Directions for this task -
Take the line with "Where can you spot the shrub?" and all lines after it, through the end of the records below, and repeat them exactly.

Available records -

^^^^^^^^^^^^^^^^

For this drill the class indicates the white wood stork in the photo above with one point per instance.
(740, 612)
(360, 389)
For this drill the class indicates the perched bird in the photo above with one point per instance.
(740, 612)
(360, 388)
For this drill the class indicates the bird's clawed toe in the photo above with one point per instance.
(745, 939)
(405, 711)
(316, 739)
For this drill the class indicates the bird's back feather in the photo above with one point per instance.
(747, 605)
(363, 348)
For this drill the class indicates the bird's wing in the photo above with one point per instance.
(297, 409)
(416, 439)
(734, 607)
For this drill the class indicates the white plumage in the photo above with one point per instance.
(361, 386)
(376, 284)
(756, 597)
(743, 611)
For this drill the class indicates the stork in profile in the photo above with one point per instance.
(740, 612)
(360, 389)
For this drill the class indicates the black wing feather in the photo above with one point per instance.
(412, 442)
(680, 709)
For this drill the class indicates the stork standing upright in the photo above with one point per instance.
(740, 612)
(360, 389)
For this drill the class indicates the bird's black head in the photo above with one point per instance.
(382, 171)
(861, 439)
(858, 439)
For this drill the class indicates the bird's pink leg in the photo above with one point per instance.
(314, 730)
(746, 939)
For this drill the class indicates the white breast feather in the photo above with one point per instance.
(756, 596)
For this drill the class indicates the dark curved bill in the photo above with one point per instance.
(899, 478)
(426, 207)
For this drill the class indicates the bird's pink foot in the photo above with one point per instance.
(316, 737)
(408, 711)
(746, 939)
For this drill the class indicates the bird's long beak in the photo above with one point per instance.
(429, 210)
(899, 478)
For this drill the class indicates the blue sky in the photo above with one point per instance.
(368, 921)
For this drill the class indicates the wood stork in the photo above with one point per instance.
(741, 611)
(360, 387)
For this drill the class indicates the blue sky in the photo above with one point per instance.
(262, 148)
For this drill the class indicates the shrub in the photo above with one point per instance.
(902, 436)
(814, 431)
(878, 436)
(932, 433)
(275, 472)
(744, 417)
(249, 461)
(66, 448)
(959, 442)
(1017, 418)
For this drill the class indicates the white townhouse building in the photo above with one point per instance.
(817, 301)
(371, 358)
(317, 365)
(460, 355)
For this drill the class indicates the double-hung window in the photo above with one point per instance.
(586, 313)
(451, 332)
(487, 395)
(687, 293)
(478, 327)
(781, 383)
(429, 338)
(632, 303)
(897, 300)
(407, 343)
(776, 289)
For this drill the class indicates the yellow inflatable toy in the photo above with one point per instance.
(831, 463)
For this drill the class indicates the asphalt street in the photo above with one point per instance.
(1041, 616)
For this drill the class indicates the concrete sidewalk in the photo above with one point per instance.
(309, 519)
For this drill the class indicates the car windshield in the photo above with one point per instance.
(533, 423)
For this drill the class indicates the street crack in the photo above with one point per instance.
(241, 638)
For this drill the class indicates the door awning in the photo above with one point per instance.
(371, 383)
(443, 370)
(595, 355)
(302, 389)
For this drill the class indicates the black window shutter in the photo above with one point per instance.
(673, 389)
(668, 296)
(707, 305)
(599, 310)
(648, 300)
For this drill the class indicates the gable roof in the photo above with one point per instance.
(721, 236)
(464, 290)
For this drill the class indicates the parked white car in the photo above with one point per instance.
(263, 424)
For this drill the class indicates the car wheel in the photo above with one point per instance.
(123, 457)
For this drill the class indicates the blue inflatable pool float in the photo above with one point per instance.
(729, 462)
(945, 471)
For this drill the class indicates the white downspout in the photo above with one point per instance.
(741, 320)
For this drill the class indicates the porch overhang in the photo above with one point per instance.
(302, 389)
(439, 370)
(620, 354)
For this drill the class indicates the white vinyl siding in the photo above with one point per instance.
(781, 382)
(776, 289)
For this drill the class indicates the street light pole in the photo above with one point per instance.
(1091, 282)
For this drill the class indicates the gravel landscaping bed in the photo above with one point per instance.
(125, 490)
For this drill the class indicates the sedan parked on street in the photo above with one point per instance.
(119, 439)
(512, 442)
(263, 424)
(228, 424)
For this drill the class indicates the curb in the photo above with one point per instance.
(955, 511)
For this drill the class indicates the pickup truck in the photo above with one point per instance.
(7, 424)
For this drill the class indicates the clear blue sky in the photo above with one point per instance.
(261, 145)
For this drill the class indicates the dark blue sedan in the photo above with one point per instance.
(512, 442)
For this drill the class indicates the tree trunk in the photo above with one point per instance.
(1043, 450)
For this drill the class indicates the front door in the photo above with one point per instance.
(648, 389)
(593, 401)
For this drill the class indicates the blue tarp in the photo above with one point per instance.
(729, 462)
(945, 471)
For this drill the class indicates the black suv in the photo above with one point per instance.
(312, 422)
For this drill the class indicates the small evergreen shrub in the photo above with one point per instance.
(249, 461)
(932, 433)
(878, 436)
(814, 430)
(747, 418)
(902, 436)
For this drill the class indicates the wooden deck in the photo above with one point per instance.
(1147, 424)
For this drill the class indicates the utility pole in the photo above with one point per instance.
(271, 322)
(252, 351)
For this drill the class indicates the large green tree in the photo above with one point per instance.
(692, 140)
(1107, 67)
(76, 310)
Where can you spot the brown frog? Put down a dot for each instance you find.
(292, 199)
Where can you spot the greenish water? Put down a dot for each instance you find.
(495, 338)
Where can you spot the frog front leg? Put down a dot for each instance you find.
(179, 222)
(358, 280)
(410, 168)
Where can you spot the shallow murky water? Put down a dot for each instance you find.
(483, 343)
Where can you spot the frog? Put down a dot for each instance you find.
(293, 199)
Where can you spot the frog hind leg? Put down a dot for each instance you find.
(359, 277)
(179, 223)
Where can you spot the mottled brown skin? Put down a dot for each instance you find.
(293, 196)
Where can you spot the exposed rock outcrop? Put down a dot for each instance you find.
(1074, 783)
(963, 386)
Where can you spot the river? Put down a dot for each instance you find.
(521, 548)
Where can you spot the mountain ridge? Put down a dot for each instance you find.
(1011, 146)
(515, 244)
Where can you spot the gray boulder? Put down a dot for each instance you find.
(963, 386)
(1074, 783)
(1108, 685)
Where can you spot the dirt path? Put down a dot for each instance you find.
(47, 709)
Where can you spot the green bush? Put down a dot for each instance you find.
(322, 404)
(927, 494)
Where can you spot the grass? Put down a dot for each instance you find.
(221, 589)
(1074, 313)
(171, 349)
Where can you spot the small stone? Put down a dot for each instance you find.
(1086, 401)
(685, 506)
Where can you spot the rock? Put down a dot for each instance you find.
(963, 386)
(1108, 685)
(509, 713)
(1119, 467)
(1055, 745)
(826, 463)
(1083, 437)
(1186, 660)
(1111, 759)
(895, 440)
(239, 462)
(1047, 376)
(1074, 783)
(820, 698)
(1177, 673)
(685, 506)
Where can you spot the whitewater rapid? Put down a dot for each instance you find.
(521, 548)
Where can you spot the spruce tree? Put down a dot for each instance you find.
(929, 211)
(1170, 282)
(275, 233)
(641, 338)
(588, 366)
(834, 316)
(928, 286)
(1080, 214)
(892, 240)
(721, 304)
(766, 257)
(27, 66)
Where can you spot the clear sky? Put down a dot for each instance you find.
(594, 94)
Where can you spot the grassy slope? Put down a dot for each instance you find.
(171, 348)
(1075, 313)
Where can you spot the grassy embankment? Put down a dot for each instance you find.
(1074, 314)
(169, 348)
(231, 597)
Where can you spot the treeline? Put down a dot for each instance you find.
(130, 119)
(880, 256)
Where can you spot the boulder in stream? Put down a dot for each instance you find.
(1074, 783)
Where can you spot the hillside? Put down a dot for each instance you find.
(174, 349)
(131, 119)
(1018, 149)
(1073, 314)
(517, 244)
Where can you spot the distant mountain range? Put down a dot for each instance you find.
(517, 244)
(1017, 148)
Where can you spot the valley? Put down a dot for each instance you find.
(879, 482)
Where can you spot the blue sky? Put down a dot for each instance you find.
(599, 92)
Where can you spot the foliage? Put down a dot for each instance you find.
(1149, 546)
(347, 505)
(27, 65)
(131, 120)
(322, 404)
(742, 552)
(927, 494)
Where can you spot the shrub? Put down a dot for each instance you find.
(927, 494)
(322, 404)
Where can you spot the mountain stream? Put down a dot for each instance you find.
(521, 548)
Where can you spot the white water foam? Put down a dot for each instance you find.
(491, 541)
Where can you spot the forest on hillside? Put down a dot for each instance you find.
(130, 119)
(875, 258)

^^^^^^^^^^^^^^^^

Task solution -
Where can you spot the shrub? Put down a dot for each instance you find.
(927, 494)
(322, 404)
Where can you spot the mountain stream? Put down a dot for each instance you find.
(521, 548)
Where can you spot the white water foam? Put down a dot for each instance you find.
(491, 541)
Where can you spot the forest on hillside? Put down a dot for each instance you find.
(130, 119)
(875, 258)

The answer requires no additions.